# WHAT YOU HAVE TO DO:
Show, in full, each line of the data that contains "segment".

Collected data entries

╭──

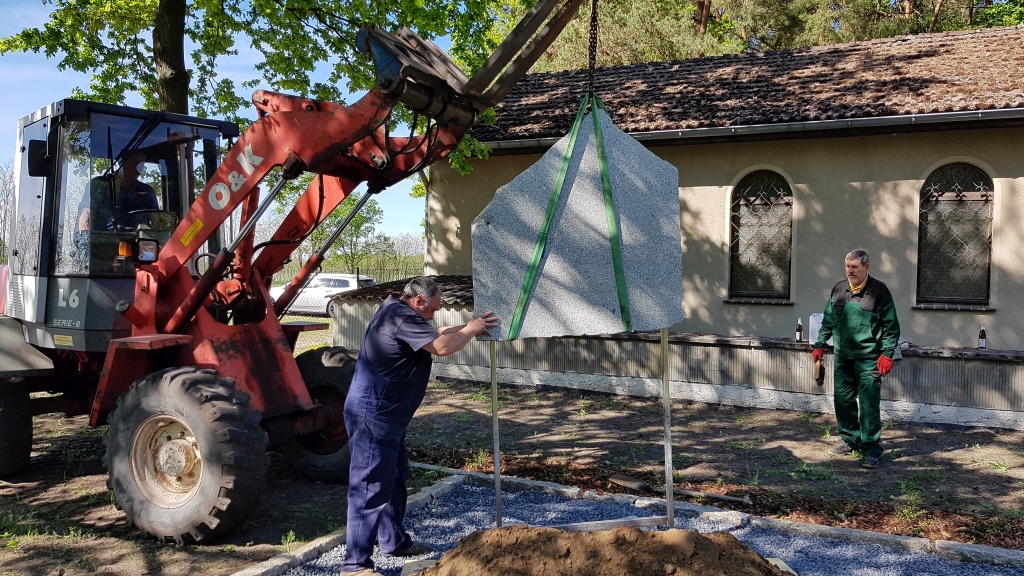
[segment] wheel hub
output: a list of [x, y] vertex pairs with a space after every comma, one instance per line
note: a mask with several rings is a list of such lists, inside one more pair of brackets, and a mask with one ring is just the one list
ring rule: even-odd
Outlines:
[[155, 504], [176, 508], [188, 502], [203, 476], [203, 456], [195, 434], [174, 417], [147, 418], [132, 440], [132, 473]]
[[167, 442], [159, 448], [156, 457], [157, 469], [168, 476], [181, 476], [192, 472], [197, 455], [192, 444], [178, 438]]

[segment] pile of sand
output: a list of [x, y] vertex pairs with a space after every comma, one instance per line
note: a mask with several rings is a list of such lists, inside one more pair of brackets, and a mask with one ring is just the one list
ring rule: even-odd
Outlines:
[[732, 534], [620, 526], [566, 532], [526, 525], [466, 536], [422, 576], [780, 576]]

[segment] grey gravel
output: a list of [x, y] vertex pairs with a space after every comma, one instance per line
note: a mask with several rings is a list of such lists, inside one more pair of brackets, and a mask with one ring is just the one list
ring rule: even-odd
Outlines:
[[[633, 330], [683, 320], [679, 173], [598, 111], [618, 218]], [[507, 339], [548, 199], [568, 146], [560, 140], [498, 189], [473, 220], [478, 311], [501, 318]], [[594, 122], [582, 122], [520, 338], [606, 334], [623, 328], [612, 267]]]
[[[654, 507], [638, 508], [622, 502], [571, 499], [546, 492], [503, 492], [505, 525], [554, 525], [627, 516], [646, 517], [663, 513]], [[418, 542], [436, 552], [420, 558], [437, 558], [454, 548], [475, 530], [494, 526], [494, 489], [465, 483], [440, 496], [425, 508], [409, 514], [407, 528]], [[800, 576], [1024, 576], [1024, 568], [963, 563], [935, 554], [898, 550], [877, 544], [815, 538], [765, 530], [735, 522], [677, 517], [676, 527], [702, 533], [729, 531], [765, 558], [781, 558]], [[287, 576], [337, 576], [344, 546], [287, 572]], [[377, 570], [399, 576], [404, 561], [374, 556]]]

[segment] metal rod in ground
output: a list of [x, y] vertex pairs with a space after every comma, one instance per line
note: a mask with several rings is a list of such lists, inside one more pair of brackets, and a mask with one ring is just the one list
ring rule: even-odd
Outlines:
[[498, 352], [491, 340], [491, 421], [494, 423], [494, 525], [501, 528], [501, 445], [498, 441]]
[[675, 470], [672, 464], [672, 394], [668, 386], [668, 328], [661, 329], [661, 395], [665, 407], [665, 520], [675, 527], [675, 505], [672, 502], [672, 483]]

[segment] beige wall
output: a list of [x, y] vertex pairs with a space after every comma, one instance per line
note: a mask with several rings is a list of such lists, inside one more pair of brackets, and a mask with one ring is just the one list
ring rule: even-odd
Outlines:
[[[679, 169], [683, 308], [673, 330], [792, 337], [796, 318], [824, 308], [852, 248], [871, 254], [871, 273], [896, 298], [903, 334], [933, 346], [975, 346], [986, 324], [989, 348], [1024, 348], [1024, 130], [956, 130], [775, 142], [654, 147]], [[475, 161], [469, 176], [432, 172], [428, 273], [471, 274], [473, 218], [495, 190], [539, 155]], [[995, 185], [990, 306], [996, 312], [913, 310], [918, 198], [928, 174], [967, 162]], [[794, 196], [790, 286], [794, 306], [722, 302], [729, 285], [729, 197], [754, 170], [773, 170]]]

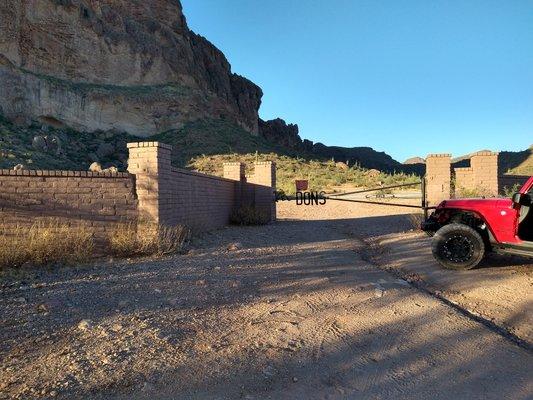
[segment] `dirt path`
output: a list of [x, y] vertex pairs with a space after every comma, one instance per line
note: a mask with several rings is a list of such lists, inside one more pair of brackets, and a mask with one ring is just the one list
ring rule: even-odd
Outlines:
[[533, 396], [528, 351], [366, 262], [347, 227], [228, 228], [6, 282], [0, 398]]
[[470, 313], [504, 328], [533, 346], [533, 265], [521, 257], [489, 254], [471, 271], [440, 267], [431, 255], [431, 239], [409, 232], [376, 237], [376, 261], [416, 280]]

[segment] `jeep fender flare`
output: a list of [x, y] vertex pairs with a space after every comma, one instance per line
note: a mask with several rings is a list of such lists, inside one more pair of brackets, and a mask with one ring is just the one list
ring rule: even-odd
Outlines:
[[[443, 209], [442, 211], [445, 211], [445, 212], [447, 211], [450, 213], [448, 220], [443, 225], [448, 225], [454, 222], [463, 223], [465, 225], [470, 226], [471, 228], [476, 229], [481, 234], [481, 237], [485, 239], [485, 244], [487, 245], [488, 249], [492, 247], [492, 244], [496, 243], [496, 238], [494, 236], [494, 233], [492, 232], [490, 225], [487, 223], [487, 220], [485, 219], [485, 217], [482, 214], [478, 213], [477, 211], [464, 210], [461, 208], [447, 208], [447, 209]], [[461, 221], [454, 220], [454, 217], [457, 217], [457, 216], [468, 216], [470, 218], [473, 217], [473, 219], [481, 221], [481, 225], [483, 225], [484, 228], [480, 228], [479, 226], [473, 226], [472, 224], [468, 223], [469, 222], [468, 220], [466, 221], [464, 219]]]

╰──

# THE COMPLETED TASK:
[segment] wheel hub
[segment] pile of sand
[segment] grey gravel
[segment] metal rod in ground
[segment] beige wall
[segment] `dirt path`
[segment] `jeep fender flare`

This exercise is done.